### GOALS:
- 1) Answer these questions about the forum thread, putting each answer on its own line and marking it with the same letter.
(a) Which two forums does ivanotter say he belongs to?
(b) Which country does Airframes send a welcome from?
(c) Which country does BikerBabe write from?
- 2) Rewrite the forum thread from "Hello and welcome from" to "the Burma theater.", swapping "England" for "Scotland".

# Hello everyone from South Africa



## ivanotter (Jan 2, 2011)

Hello Everyone,

I found this site as I was trying to gather some info on RAF in Burma.

However, the info seems to be of a very high standard (thanks to the members, I believe) and I look forward to tap into the knowledge.

I am a member of the arc forum (i do have a modest collection of a/c models) and the key publishing forum, although neither is as specialilsed, I think.

Yours,

Ivan


----------



## Airframes (Jan 2, 2011)

Hello and welcome from England. I've just been researching on the RAF in Burma for a model underway at present, in the Group build threads.


----------



## ivanotter (Jan 2, 2011)

Thanks,

I have been readign a few books on the Burma theater.

Not a lot about the RAF role and next to nothing on the type of a/c used.

I will be starting a new thread on it, as (out of pure interest) I think there are more to it.

Which a/c are you building? 

Yours,


----------



## vikingBerserker (Jan 2, 2011)

Welcome aboard Ivan.


----------



## v2 (Jan 2, 2011)

Welcome and greetings from Poland Ivan!


----------



## BikerBabe (Jan 2, 2011)

Hi there, and welcome from me in Denmark.


----------



## Njaco (Jan 2, 2011)

Welcome to the forum!


----------



## DerAdlerIstGelandet (Jan 2, 2011)

Hello and welcome!


----------



## Gnomey (Jan 2, 2011)

### RECORDS PROVIDED:
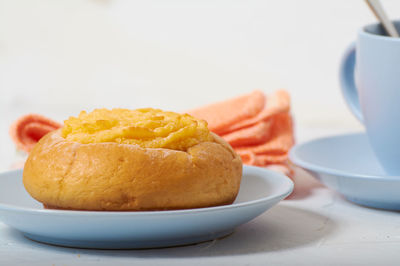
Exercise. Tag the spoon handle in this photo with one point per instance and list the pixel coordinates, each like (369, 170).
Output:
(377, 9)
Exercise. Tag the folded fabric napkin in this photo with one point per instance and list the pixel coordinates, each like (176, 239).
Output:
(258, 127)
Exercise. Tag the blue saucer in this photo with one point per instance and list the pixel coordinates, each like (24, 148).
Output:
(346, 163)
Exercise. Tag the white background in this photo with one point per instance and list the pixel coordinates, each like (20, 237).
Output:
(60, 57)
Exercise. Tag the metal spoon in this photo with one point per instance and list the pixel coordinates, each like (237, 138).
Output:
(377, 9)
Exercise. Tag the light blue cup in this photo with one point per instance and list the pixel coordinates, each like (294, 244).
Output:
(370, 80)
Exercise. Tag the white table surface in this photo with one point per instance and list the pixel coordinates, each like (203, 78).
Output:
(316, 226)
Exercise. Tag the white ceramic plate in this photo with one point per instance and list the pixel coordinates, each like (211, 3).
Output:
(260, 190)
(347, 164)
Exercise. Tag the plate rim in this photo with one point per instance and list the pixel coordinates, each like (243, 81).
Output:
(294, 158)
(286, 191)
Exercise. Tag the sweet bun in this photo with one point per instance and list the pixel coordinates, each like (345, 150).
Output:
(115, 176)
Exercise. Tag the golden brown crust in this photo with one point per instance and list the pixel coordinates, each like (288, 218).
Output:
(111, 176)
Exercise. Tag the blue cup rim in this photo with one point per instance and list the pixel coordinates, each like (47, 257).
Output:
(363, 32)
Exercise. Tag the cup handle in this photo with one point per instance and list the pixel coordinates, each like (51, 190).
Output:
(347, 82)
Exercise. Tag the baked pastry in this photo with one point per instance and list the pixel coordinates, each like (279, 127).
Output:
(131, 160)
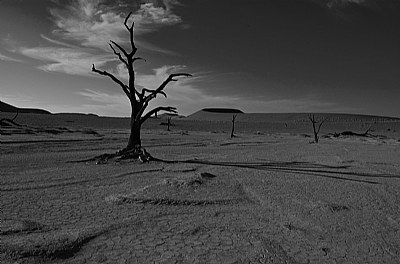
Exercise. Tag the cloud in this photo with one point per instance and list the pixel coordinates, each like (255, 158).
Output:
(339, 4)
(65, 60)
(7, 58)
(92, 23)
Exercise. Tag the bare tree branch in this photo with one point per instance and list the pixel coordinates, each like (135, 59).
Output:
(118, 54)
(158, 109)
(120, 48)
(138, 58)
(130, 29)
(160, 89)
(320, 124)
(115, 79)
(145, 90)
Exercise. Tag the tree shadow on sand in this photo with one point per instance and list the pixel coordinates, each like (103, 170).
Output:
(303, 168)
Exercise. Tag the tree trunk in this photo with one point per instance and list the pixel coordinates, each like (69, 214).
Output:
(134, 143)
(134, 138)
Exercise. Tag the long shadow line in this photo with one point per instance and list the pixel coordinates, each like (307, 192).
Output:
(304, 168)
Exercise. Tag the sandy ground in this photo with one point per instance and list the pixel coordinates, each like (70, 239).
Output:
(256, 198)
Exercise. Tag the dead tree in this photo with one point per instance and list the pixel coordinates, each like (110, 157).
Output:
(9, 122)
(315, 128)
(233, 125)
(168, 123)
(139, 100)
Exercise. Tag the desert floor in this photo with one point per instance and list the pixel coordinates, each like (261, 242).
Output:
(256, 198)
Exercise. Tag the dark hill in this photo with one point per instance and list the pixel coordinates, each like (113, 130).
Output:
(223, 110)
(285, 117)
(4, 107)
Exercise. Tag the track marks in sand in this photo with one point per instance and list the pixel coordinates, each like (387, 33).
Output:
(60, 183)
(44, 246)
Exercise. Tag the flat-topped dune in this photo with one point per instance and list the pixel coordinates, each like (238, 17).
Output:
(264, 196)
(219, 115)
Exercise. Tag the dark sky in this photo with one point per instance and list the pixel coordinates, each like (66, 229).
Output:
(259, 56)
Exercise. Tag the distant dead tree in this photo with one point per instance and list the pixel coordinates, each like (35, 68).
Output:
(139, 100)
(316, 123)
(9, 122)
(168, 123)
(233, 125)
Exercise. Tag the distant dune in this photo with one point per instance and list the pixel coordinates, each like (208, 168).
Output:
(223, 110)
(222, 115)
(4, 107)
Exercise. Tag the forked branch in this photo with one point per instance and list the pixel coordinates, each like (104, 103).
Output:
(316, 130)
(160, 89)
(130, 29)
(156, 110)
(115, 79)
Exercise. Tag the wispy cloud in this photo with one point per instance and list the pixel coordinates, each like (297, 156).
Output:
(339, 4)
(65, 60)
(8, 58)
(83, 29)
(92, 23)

### SOLUTIONS IN ORDER:
- 1)
(a) The arc forum and the key publishing forum
(b) England
(c) Denmark

- 2)
Hello and welcome from Scotland. I've just been researching on the RAF in Burma for a model underway at present, in the Group build threads.


----------



## ivanotter (Jan 2, 2011)

Thanks,

I have been readign a few books on the Burma theater.